▸ **Prompt A**: Echo word for word the passage of the DIRT tutorial below, starting with "Mean IACT: 2.81." and going on through "the proposal density.".

▸ **Document extract**:
Next, we specify the bridging densities to be used when constructing the DIRT. For this example, we will construct the DIRT approximation to the posterior in a single step.

bridge = dt.SingleLayer()

Finally, we construct the DIRT approximation to the posterior.

dirt = dt.DIRT(target_func, preconditioner, ftt, bridge)

[DIRT] Iter:  1 | Cum. Fevals: 0.00e+00 | Cum. Time: 5.90e-02 s
[ALS]  Iter | Func Evals | Max Rank | Max Core Error | Mean Core Error | L2 Error
[ALS]     1 |      10455 |        3 |       1.00e+00 |        1.00e+00 | 6.51e-02
[ALS]     2 |      31442 |        5 |       9.73e-02 |        2.33e-02 | 5.00e-01
[ALS]     3 |      69665 |        7 |       1.35e-02 |        4.46e-03 | 3.63e-01
[ALS]  ALS complete.
[DIRT] DIRT construction complete.
[DIRT]  • Layers: 1.
[DIRT]  • Total function evaluations: 69,665.
[DIRT]  • Total time: 5.64 secs.
[DIRT]  • DHell: 0.0645.

Debiasing

Now, we evaluate the accuracy of the Laplace approximation to the posterior, and the DIRT approximation, by using each to generate proposals for an independence MCMC sampler.

First, we consider the Laplace approximation.

num_steps = 10_000

laplace_approx = torch.distributions.MultivariateNormal(bs_map.flatten(), cov_map)
samples_laplace = laplace_approx.sample((num_steps,))
potentials_laplace = -laplace_approx.log_prob(samples_laplace)
potentials_true = neglogpost(samples_laplace)

res = dt.run_independence_sampler(
    samples_laplace, 
    potentials_laplace, 
    potentials_true
)

print(f"Acceptance rate: {res.acceptance_rate:.2f}.")
print(f"Mean IACT: {res.iacts.mean():.2f}.")
print(f"Max IACT: {res.iacts.max():.2f}.")

Acceptance rate: 0.69.
Mean IACT: 2.81.
Max IACT: 4.01.

These results suggest that the Laplace approximation is a reasonably good approximation to the posterior on its own.

We now repeat the same analysis using the DIRT approximation to the posterior as the proposal density.

num_steps = 10_000

rs = dirt.reference.random(n=num_steps, d=dirt.dim)
samples_dirt, potentials_dirt = dirt.eval_irt(rs)
potentials_true = neglogpost(samples_dirt)

res = dt.run_independence_sampler(
    samples_dirt, 
    potentials_dirt, 
    potentials_true
)

print(f"Acceptance rate: {res.acceptance_rate:.2f}.")

▸ **Prompt B**: Write out the whole listing below again, requests included, adding 69 to every coordinate in the answers.

▸ **Supplied information**:
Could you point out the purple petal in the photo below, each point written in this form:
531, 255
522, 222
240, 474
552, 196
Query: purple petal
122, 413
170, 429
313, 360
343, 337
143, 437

▸ **Written reply A**:
Mean IACT: 2.81.
Max IACT: 4.01.

These results suggest that the Laplace approximation is a reasonably good approximation to the posterior on its own.

We now repeat the same analysis using the DIRT approximation to the posterior as the proposal density.

▸ **Written reply B**:
Could you point out the purple petal in the photo below, each point written in this form:
531, 255
522, 222
240, 474
552, 196
Query: purple petal
191, 482
239, 498
382, 429
412, 406
212, 506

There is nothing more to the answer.